==== DATA FOR THIS EXERCISE ====

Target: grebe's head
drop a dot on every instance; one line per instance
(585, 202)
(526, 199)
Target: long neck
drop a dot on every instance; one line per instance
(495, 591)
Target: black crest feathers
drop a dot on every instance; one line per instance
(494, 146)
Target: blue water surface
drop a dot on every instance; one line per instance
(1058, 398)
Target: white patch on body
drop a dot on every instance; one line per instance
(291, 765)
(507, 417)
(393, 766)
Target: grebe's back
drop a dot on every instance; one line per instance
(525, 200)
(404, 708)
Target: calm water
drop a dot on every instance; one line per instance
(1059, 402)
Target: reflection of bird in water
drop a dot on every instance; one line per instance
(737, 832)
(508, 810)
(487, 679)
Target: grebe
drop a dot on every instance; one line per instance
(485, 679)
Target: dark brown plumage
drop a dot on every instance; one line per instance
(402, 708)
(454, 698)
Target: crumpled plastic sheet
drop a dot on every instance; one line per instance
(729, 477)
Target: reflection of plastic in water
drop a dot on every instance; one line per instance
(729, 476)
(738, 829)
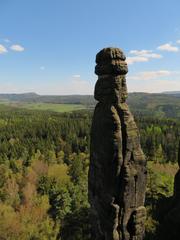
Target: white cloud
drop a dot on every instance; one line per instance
(17, 48)
(76, 76)
(6, 40)
(168, 47)
(2, 49)
(142, 56)
(42, 68)
(131, 60)
(145, 53)
(148, 75)
(154, 81)
(155, 86)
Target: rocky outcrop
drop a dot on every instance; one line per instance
(117, 173)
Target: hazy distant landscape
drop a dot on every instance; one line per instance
(159, 105)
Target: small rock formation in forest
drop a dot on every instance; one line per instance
(117, 173)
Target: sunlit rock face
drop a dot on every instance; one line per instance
(117, 173)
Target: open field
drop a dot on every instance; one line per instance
(45, 106)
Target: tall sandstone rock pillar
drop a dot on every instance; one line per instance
(117, 173)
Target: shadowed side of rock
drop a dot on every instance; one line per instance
(117, 174)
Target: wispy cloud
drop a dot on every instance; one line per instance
(6, 40)
(142, 56)
(168, 47)
(76, 76)
(131, 60)
(145, 53)
(2, 49)
(17, 48)
(42, 68)
(154, 81)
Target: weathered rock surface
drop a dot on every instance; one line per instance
(117, 174)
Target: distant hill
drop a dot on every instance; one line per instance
(165, 104)
(174, 93)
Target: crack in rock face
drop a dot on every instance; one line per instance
(117, 173)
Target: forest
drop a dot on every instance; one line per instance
(44, 159)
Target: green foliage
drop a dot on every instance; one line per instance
(44, 158)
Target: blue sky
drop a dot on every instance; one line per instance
(49, 46)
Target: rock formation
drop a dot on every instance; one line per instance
(117, 173)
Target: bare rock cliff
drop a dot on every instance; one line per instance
(117, 173)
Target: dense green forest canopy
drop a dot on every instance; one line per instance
(44, 159)
(159, 105)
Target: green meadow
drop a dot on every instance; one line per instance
(46, 106)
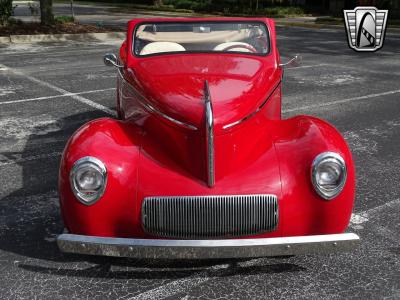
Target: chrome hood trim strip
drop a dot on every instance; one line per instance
(209, 136)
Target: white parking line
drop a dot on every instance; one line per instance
(61, 91)
(55, 96)
(324, 104)
(29, 158)
(362, 217)
(178, 286)
(308, 66)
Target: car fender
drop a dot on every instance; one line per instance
(298, 141)
(116, 144)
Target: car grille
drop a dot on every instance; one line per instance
(192, 217)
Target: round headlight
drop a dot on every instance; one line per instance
(328, 174)
(88, 179)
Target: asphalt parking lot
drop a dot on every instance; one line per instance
(48, 91)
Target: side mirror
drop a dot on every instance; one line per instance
(294, 62)
(111, 60)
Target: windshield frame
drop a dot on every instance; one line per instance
(268, 35)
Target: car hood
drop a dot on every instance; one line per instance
(174, 84)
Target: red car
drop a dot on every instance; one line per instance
(199, 163)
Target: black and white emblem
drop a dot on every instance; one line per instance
(366, 28)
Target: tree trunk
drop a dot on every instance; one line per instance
(46, 12)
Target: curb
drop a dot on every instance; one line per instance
(43, 38)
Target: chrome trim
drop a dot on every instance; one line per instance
(199, 217)
(152, 109)
(207, 249)
(254, 112)
(85, 160)
(326, 156)
(111, 60)
(209, 136)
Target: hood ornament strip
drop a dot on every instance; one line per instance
(209, 136)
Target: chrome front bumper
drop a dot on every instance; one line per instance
(206, 249)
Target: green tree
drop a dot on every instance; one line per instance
(46, 12)
(6, 10)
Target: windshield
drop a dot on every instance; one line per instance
(239, 37)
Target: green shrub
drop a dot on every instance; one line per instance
(6, 11)
(64, 19)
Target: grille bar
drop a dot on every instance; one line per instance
(196, 217)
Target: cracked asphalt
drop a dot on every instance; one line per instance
(48, 90)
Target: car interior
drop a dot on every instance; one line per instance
(159, 38)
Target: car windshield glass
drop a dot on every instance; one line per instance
(238, 37)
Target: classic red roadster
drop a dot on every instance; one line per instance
(199, 162)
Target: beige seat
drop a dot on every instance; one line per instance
(159, 47)
(231, 47)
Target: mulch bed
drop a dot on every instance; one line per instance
(37, 28)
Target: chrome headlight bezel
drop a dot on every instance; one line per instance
(328, 157)
(98, 166)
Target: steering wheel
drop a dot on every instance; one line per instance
(247, 46)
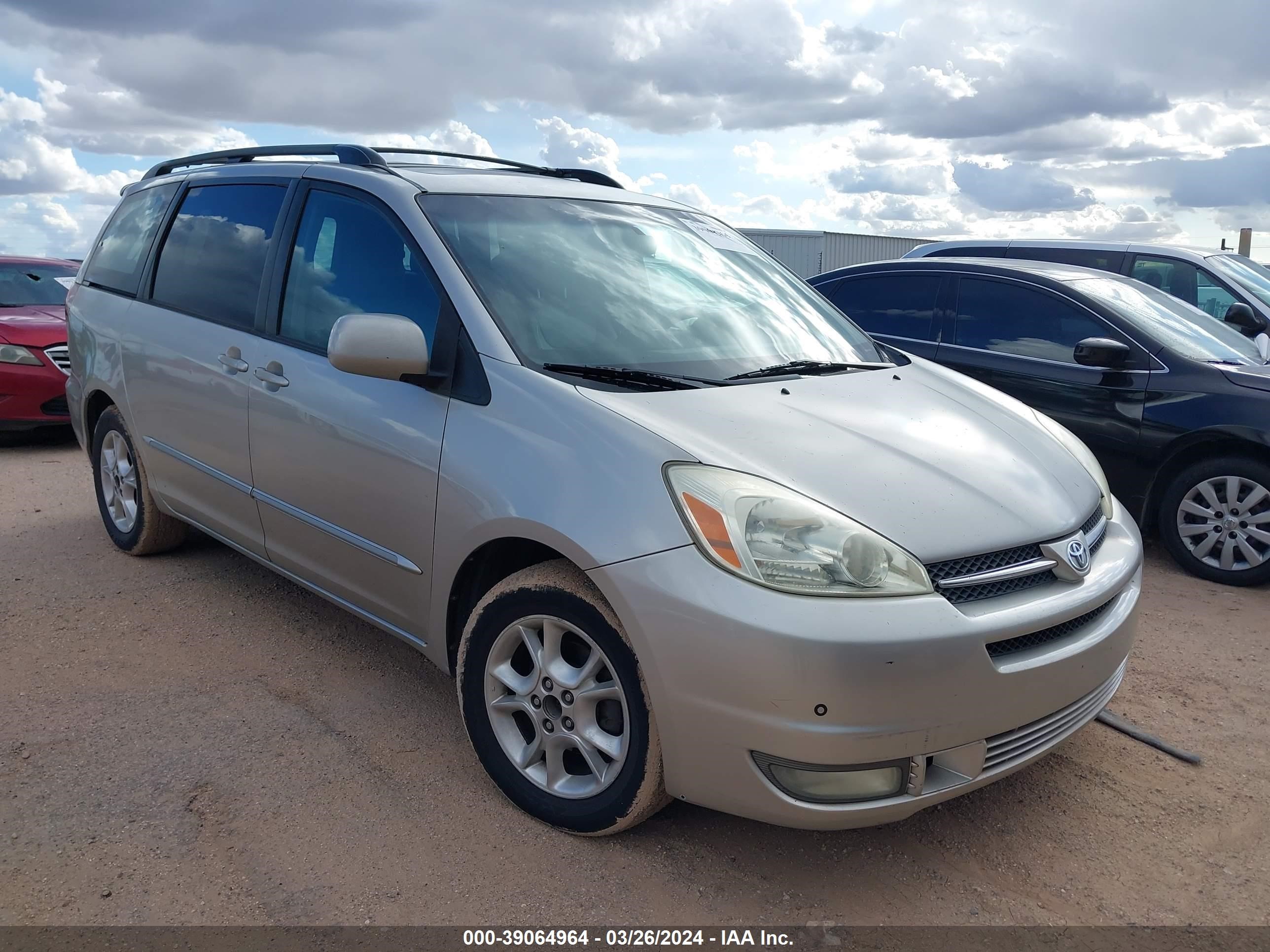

====

TASK DESCRIPTION: Could you write out, exactly as they stand, only the lines above that begin at the line with "Target: windshield frame" and stop after the line with "Target: black and white emblem"?

EXERCISE OUTPUT:
Target: windshield frame
drop a dot on every instance; one line per instance
(268, 35)
Target: car hood
drop a dot on every instance; one line per instance
(174, 84)
Target: red car
drop a dot on every instance; one line per instance
(199, 163)
Target: black and white emblem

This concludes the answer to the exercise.